The expected output is every line from the one containing "Target: black jacket" to the end of the data below, exactly, and no other line.

** MATERIAL FOR THE TASK follows **

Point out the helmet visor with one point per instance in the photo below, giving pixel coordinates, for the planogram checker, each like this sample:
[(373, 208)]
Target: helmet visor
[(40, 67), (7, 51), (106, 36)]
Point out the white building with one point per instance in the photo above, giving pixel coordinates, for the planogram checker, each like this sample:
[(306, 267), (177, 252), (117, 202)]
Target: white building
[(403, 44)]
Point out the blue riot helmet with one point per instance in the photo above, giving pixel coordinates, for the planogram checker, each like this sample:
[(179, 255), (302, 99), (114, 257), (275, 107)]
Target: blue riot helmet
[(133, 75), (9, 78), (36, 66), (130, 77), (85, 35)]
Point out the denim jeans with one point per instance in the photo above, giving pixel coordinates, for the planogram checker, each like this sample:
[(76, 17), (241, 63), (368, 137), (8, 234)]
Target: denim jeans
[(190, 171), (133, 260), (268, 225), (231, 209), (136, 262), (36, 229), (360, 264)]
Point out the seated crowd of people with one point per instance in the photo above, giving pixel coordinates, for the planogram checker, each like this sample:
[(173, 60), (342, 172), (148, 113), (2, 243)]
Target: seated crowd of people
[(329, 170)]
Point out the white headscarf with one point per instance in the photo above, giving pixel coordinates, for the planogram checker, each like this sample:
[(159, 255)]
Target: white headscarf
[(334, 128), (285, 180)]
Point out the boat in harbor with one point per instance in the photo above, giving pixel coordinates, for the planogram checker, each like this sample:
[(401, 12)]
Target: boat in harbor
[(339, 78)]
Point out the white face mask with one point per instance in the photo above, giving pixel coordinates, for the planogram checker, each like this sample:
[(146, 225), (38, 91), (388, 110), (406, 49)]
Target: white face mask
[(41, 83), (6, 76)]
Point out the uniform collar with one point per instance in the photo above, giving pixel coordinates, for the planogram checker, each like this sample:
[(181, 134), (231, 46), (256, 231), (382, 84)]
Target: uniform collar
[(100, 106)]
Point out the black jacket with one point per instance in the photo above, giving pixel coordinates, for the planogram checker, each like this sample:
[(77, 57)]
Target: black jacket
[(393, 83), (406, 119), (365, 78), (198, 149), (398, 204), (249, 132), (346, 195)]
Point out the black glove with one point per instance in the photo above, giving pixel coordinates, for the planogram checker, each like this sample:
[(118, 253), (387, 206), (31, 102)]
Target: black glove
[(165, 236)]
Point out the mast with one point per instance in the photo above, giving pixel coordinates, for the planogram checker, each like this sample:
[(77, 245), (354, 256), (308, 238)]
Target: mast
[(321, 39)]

** End of MATERIAL FOR THE TASK **

**SOLUTION**.
Target: black jacket
[(393, 83), (406, 119), (365, 78), (198, 149), (398, 204), (249, 132), (346, 195)]
Point out the black glove with one point per instance in the photo above, giving pixel coordinates, for the planogram checker, each like this sample:
[(118, 253), (387, 206), (31, 102)]
Target: black glove
[(165, 236)]
Point out the mast with one point per instance in the photo above, giving pixel coordinates, for the planogram checker, each like this sample:
[(77, 245), (354, 256), (308, 238)]
Target: mast
[(321, 39)]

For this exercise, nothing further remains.